Aim: Emit the line that holds "Reviewer note: check that each instance of the woman in white" and all lines following it through the end of the data, verbatim, and nothing else.

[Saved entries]
--- BEGIN ---

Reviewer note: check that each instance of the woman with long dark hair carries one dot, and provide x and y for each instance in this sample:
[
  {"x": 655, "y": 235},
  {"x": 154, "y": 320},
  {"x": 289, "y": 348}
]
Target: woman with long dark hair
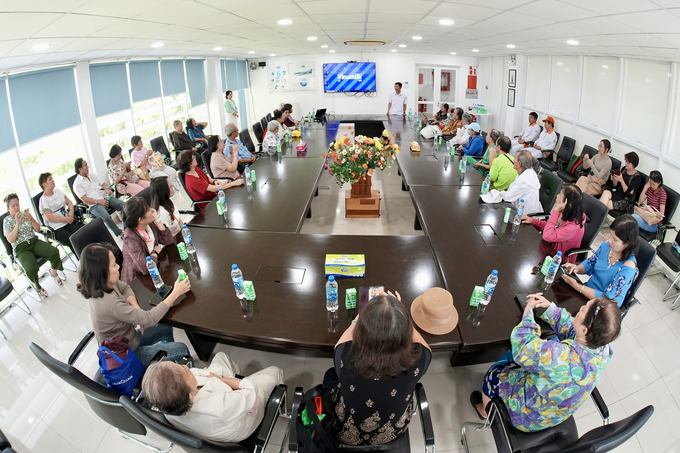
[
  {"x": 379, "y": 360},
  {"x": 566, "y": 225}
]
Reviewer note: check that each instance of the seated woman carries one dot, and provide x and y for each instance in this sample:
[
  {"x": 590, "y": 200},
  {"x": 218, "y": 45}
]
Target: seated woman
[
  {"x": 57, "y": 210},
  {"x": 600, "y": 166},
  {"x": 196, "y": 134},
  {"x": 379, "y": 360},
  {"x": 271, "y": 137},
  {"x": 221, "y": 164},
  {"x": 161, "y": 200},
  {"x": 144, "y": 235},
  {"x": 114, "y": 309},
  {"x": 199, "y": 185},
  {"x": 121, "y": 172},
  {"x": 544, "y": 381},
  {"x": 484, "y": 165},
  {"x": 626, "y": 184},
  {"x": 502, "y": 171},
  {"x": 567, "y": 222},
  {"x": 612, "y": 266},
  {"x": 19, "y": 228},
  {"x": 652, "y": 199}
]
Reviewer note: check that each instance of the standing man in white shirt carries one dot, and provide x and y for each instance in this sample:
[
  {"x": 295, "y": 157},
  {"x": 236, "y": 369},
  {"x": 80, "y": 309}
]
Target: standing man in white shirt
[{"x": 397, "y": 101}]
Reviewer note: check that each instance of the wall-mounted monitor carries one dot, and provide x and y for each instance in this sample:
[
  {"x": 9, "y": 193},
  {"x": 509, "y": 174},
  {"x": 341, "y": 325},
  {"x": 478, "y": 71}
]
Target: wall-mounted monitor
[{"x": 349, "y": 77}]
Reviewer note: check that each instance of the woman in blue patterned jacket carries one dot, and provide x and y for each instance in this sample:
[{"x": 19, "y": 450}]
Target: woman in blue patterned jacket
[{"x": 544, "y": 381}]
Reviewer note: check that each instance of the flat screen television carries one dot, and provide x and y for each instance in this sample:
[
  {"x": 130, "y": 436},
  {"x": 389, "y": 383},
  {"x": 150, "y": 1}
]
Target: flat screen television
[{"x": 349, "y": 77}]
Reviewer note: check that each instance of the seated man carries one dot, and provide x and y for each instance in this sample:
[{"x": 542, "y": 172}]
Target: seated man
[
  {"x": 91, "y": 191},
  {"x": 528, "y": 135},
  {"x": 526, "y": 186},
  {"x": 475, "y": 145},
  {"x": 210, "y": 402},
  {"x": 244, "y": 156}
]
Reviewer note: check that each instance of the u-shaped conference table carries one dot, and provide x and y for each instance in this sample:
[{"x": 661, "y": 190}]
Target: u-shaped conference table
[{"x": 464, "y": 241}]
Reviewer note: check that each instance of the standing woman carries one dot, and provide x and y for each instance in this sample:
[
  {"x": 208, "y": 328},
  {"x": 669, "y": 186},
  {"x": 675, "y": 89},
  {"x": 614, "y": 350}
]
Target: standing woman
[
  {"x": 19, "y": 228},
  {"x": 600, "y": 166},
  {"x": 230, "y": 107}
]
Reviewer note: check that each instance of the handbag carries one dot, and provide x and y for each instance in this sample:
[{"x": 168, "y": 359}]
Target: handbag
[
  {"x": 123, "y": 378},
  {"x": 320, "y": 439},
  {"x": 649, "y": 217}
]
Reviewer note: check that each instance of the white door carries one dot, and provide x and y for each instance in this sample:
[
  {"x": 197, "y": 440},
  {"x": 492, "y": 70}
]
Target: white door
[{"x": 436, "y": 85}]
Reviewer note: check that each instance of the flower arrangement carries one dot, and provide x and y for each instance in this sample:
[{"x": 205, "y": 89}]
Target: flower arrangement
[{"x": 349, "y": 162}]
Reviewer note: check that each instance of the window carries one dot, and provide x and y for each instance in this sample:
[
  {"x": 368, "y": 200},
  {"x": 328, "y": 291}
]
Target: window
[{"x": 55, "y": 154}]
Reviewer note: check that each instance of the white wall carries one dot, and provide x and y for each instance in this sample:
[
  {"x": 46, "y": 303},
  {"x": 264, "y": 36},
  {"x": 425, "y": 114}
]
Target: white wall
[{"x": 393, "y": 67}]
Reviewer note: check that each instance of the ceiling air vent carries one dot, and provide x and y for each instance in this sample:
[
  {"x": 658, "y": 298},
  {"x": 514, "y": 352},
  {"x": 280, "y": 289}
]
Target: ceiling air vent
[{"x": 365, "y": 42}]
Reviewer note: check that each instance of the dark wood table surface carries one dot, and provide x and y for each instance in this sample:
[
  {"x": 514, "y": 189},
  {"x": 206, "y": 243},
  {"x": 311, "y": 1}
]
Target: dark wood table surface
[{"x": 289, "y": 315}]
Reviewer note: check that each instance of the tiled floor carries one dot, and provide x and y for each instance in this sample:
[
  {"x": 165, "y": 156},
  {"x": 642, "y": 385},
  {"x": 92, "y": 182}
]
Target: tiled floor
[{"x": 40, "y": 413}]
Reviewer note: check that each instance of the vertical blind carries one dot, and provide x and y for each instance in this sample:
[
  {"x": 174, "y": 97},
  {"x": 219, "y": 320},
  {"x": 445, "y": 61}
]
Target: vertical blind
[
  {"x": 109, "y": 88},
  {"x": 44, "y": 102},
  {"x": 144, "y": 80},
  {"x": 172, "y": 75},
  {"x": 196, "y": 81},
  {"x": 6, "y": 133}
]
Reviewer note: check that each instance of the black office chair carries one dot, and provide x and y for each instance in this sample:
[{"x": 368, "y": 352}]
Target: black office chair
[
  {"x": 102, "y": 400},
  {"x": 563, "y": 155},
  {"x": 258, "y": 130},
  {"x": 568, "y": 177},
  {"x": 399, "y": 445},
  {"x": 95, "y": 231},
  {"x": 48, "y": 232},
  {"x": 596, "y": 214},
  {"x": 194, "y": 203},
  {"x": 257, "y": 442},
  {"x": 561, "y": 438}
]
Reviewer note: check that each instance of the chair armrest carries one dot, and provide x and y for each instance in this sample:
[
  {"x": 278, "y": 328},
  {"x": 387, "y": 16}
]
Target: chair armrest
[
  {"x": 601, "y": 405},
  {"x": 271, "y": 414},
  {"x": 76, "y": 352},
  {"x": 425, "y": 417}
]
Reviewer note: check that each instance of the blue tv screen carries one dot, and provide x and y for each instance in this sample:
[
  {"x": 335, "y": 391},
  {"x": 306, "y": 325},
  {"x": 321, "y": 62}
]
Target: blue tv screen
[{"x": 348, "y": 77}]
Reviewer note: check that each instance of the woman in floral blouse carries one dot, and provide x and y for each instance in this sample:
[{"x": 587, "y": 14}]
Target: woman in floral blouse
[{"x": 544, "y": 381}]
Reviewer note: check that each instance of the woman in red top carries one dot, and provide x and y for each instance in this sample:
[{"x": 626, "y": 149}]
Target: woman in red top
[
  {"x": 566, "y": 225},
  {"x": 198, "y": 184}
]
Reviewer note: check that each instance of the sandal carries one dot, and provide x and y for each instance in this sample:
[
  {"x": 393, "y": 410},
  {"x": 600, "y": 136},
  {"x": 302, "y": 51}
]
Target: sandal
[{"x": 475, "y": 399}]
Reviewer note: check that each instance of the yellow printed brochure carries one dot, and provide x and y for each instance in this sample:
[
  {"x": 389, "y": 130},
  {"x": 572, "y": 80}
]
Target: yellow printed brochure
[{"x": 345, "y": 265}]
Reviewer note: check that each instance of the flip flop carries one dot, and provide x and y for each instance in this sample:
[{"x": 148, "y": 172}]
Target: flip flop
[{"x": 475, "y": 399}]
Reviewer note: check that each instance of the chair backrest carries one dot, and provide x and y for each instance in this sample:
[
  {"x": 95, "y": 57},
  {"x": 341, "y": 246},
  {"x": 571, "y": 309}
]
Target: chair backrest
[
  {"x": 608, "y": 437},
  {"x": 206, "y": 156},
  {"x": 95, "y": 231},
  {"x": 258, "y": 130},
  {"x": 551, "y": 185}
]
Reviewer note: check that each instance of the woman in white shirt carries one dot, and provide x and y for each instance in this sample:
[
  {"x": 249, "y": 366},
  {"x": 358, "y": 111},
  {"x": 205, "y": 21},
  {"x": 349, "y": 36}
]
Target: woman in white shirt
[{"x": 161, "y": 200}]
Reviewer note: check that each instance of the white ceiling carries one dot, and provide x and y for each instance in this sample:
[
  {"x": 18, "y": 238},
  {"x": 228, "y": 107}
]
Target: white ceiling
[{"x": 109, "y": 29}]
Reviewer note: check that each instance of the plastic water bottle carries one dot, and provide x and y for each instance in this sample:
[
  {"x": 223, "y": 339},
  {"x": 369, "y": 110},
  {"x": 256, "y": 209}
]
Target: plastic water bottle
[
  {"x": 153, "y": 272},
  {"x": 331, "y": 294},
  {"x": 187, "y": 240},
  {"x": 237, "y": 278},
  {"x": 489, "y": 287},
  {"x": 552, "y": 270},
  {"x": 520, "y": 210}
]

--- END ---

Solution to this exercise:
Reviewer note: check that each instance of the woman in white shirt carries one dot, and provide x and y for each instance in this sample:
[
  {"x": 249, "y": 366},
  {"x": 358, "y": 111},
  {"x": 205, "y": 21},
  {"x": 349, "y": 36}
]
Target: woman in white shirt
[{"x": 161, "y": 200}]
Reviewer note: check that each instance of the white ceiling carries one dot, and provide x and y for each instance in this sample:
[
  {"x": 18, "y": 238},
  {"x": 228, "y": 107}
]
Target: white ceiling
[{"x": 109, "y": 29}]
Reviewer note: check that each instance of the plastic water bottle carries one dot, and provide x and y for each instance in this sample:
[
  {"x": 223, "y": 339},
  {"x": 369, "y": 110},
  {"x": 256, "y": 209}
]
Target: plastic water bottle
[
  {"x": 153, "y": 272},
  {"x": 331, "y": 294},
  {"x": 187, "y": 240},
  {"x": 237, "y": 278},
  {"x": 489, "y": 287},
  {"x": 552, "y": 270},
  {"x": 520, "y": 210}
]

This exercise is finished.